■ **TESTO FORNITO**
□ □ □

Per loro, già verso la fine del Duecento, Giotto aveva dipinto lo straordinario Crocifisso della chiesa di San Francesco, che non offriva più ai fedeli un’immagine piatta e distante, né un’immagine inarcata capace di trasmettere unicamente il peso del dolore, ma una sintesi potente di umanità dolente e di interiore serenità: il capo reclinato che sembra riposare dolcemente sulla conca lucente dell’aureola, il corpo di uomo perfetto che risalta innocente sulla croce azzurra. Nelle tre stelle splendenti d’oro poste a conclusione dei bracci della croce (e oggi purtroppo perdute) erano raffigurate: ai lati le figure dolenti di Giovanni e Maria, a ricordare la partecipazione della Chiesa alla passione e in alto la figura del Cristo benedicente, a ricordare che il sacrificio si era coronato con la resurrezione.

□ □ □

Voci di annotazione con coordinate
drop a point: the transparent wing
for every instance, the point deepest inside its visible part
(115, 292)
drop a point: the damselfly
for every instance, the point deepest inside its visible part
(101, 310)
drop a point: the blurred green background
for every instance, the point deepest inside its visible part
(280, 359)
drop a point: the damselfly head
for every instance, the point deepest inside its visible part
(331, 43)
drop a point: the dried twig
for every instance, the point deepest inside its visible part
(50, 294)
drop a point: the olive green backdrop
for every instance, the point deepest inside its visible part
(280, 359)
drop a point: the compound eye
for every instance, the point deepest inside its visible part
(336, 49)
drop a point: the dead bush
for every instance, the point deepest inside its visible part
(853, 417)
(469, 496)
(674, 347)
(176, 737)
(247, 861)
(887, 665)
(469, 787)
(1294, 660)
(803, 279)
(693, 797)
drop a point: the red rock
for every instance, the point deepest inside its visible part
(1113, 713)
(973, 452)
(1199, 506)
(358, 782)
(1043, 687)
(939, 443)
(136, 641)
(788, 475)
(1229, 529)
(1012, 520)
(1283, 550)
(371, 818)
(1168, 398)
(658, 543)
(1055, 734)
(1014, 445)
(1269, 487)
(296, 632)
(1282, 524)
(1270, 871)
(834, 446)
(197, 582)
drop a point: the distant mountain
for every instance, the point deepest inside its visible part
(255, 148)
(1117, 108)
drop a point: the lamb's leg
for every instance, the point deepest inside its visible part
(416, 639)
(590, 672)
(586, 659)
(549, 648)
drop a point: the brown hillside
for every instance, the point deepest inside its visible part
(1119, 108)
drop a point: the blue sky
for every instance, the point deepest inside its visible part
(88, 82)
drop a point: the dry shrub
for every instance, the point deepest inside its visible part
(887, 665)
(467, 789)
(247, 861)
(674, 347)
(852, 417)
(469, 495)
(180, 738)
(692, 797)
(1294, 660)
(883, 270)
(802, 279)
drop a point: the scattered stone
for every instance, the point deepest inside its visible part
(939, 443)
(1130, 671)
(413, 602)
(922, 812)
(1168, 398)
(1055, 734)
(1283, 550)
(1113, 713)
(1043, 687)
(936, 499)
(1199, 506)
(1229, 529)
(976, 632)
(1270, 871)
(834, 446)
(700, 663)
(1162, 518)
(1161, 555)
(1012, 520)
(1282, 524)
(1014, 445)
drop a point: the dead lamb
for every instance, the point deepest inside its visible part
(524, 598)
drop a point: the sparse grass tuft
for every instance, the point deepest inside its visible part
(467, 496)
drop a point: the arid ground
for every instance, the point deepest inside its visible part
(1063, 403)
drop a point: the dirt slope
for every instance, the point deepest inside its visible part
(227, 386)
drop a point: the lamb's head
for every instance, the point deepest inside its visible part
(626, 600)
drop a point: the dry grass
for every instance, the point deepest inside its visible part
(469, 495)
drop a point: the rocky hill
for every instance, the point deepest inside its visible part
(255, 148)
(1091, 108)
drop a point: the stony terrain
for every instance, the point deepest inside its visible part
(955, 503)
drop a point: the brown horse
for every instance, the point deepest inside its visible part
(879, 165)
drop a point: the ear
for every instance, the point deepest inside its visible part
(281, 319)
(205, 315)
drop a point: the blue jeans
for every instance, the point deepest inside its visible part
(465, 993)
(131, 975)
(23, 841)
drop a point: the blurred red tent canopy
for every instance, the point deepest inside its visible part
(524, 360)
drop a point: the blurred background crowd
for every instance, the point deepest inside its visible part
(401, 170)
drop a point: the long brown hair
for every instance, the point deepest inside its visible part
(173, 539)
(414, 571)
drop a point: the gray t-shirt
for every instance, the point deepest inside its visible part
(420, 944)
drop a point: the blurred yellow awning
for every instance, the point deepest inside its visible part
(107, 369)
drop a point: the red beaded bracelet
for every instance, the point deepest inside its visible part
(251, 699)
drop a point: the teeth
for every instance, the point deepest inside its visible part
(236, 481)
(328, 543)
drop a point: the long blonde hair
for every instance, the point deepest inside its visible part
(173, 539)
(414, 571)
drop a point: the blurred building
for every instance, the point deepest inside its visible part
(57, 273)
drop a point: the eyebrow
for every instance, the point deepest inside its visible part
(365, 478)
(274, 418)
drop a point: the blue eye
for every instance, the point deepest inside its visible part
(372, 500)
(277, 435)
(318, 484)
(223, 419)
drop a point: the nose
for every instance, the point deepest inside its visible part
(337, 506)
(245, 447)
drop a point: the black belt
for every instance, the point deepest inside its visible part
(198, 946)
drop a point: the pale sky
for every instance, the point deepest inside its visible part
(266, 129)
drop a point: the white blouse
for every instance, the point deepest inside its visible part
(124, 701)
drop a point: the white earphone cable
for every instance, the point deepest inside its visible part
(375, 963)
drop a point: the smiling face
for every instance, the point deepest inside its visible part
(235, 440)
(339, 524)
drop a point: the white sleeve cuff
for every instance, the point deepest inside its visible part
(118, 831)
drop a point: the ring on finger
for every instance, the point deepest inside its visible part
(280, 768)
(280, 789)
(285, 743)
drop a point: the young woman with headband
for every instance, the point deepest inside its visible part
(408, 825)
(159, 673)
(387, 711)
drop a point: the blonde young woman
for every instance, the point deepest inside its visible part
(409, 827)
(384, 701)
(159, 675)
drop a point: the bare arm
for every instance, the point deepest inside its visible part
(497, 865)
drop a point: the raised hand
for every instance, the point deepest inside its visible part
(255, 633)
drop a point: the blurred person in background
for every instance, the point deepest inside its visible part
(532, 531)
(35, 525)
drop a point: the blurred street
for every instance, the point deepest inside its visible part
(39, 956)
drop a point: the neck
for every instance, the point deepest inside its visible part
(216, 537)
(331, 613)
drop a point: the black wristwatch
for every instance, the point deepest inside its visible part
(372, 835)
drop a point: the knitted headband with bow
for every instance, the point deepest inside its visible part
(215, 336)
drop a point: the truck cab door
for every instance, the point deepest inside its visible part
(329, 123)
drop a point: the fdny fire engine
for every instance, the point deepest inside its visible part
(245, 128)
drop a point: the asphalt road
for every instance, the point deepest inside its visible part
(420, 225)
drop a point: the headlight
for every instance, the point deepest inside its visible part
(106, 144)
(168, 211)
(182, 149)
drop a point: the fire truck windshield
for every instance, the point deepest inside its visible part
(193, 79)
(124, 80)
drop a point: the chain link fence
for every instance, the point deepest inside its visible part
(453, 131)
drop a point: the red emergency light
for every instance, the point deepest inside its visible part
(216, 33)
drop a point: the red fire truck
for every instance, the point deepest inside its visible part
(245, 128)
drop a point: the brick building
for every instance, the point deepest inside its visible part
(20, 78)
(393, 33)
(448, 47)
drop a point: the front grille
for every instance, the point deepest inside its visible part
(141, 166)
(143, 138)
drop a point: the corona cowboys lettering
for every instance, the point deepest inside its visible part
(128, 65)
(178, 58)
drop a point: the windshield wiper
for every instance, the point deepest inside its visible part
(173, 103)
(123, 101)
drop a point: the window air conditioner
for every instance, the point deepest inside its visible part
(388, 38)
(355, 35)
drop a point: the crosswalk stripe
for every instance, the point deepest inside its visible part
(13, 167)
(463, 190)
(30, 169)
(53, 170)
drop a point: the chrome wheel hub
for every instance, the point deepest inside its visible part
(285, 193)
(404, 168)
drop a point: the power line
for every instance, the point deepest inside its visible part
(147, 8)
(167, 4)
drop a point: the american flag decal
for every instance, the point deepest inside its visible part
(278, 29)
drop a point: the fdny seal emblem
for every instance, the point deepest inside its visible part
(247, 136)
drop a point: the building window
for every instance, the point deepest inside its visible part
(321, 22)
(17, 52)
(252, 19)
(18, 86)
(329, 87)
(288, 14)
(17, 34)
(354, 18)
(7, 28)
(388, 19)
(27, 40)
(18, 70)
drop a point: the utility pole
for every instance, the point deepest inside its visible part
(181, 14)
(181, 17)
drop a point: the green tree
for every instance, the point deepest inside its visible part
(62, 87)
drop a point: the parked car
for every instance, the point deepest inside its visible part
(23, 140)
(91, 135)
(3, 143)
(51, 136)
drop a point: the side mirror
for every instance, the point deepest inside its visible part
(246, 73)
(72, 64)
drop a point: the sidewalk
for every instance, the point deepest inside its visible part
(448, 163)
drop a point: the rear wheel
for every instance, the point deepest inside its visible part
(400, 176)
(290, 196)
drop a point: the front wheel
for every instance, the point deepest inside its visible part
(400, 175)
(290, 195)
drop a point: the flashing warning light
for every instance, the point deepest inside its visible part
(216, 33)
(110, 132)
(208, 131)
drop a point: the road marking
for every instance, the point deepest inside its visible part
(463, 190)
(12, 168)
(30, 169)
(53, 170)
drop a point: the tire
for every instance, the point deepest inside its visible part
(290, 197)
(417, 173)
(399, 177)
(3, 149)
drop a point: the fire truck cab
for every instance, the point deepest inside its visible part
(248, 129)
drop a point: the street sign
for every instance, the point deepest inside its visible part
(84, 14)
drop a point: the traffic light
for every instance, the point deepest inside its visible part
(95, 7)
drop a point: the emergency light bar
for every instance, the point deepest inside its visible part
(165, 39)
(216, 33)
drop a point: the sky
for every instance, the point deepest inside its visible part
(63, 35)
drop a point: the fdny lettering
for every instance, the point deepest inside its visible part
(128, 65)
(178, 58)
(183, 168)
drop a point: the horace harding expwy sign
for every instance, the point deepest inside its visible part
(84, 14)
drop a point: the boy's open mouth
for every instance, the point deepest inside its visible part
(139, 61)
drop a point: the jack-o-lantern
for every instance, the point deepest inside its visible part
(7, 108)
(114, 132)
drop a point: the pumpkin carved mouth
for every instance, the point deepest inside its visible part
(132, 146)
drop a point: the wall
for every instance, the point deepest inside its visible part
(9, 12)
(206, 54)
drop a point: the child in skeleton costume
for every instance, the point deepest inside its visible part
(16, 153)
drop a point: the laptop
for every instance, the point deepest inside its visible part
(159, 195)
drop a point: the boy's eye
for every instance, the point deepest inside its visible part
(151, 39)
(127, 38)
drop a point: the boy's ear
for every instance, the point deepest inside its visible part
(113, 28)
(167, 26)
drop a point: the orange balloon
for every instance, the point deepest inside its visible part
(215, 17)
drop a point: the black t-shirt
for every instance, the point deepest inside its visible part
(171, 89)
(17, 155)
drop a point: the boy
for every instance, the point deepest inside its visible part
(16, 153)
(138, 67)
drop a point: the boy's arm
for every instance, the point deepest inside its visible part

□ □ □

■ **COMPITO 1**
Ricopia dal testo sul Crocifisso di Giotto il passo che va da "Per loro, già" fino a "con la resurrezione." compreso.
■ **COMPITO 2**
Ripeti tali e quali le righe, dalla prima fino a quella che contiene "(1117, 108)", inclusa.
Il testo e le righe non hanno nessun legame tra loro.

■ **RISULTATO 1**
Per loro, già verso la fine del Duecento, Giotto aveva dipinto lo straordinario Crocifisso della chiesa di San Francesco, che non offriva più ai fedeli un’immagine piatta e distante, né un’immagine inarcata capace di trasmettere unicamente il peso del dolore, ma una sintesi potente di umanità dolente e di interiore serenità: il capo reclinato che sembra riposare dolcemente sulla conca lucente dell’aureola, il corpo di uomo perfetto che risalta innocente sulla croce azzurra. Nelle tre stelle splendenti d’oro poste a conclusione dei bracci della croce (e oggi purtroppo perdute) erano raffigurate: ai lati le figure dolenti di Giovanni e Maria, a ricordare la partecipazione della Chiesa alla passione e in alto la figura del Cristo benedicente, a ricordare che il sacrificio si era coronato con la resurrezione.

■ **RISULTATO 2**
drop a point: the transparent wing
for every instance, the point deepest inside its visible part
(115, 292)
drop a point: the damselfly
for every instance, the point deepest inside its visible part
(101, 310)
drop a point: the blurred green background
for every instance, the point deepest inside its visible part
(280, 359)
drop a point: the damselfly head
for every instance, the point deepest inside its visible part
(331, 43)
drop a point: the dried twig
for every instance, the point deepest inside its visible part
(50, 294)
drop a point: the olive green backdrop
for every instance, the point deepest inside its visible part
(280, 359)
drop a point: the compound eye
for every instance, the point deepest inside its visible part
(336, 49)
drop a point: the dead bush
for every instance, the point deepest inside its visible part
(853, 417)
(469, 496)
(674, 347)
(176, 737)
(247, 861)
(887, 665)
(469, 787)
(1294, 660)
(803, 279)
(693, 797)
drop a point: the red rock
for every instance, the point deepest inside its visible part
(1113, 713)
(973, 452)
(1199, 506)
(358, 782)
(1043, 687)
(939, 443)
(136, 641)
(788, 475)
(1229, 529)
(1012, 520)
(1283, 550)
(371, 818)
(1168, 398)
(658, 543)
(1055, 734)
(1014, 445)
(1269, 487)
(296, 632)
(1282, 524)
(1270, 871)
(834, 446)
(197, 582)
drop a point: the distant mountain
for every instance, the point deepest inside its visible part
(255, 148)
(1117, 108)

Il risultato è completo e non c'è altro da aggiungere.